Objective> Rescale the rows below from the line with "of the striped" through the end of the rows, reproducing every line, requests included, but multiplying each x and y coordinate in the answers by 2 and rounding it to a whole number, with halves rounded up. Return only those lines.

Supplied material>
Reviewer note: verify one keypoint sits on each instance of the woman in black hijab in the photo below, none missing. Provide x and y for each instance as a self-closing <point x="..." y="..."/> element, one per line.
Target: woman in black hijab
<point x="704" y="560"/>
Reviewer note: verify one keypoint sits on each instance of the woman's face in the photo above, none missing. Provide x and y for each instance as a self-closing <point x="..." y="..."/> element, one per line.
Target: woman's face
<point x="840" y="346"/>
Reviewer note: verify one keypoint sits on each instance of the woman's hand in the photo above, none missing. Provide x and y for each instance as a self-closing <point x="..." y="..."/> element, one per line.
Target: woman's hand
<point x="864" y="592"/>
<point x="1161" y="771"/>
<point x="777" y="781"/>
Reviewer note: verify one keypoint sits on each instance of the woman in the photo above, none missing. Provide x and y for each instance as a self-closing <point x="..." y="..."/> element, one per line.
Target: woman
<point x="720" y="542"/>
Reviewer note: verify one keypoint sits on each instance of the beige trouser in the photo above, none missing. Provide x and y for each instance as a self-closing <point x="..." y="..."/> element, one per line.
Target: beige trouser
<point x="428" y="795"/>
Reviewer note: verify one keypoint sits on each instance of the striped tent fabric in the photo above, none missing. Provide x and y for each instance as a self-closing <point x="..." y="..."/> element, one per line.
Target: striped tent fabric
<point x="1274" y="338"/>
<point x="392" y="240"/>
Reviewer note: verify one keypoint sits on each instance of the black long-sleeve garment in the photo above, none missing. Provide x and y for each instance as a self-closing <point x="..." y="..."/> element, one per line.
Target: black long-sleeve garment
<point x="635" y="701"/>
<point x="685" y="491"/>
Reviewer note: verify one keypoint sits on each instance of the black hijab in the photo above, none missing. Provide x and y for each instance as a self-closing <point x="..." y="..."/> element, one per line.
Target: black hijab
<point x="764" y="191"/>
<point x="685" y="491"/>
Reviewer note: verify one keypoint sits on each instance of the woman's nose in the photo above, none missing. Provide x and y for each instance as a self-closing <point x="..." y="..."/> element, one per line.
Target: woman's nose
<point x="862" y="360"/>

Task response>
Reviewer note: verify one keypoint sits on each instance of the striped tent fabric in the photo above, none missing. Provide x and y for each instance as a self-closing <point x="..." y="..."/> element, one per line.
Target: striped tent fabric
<point x="2548" y="676"/>
<point x="784" y="480"/>
Reviewer note: verify one keypoint sits on each instance of the black long-sleeve garment in the photo above, none missing. Provide x and y for each instance as a self-closing <point x="..." y="..."/> element, one per line.
Target: black long-sleeve garment
<point x="1270" y="1402"/>
<point x="1370" y="982"/>
Reviewer note: verify one keypoint sits on each instance of the black hijab in the photo above, none missing. Provide x and y for each instance as a self-closing <point x="..." y="..."/> element, one per line.
Target: black hijab
<point x="1528" y="382"/>
<point x="1370" y="982"/>
Reviewer note: verify one keypoint sits on each instance of the woman's nose in the photo above, none missing. Provide x and y for each instance as a self-closing <point x="..." y="..."/> element, one per line.
Target: woman's nose
<point x="1724" y="720"/>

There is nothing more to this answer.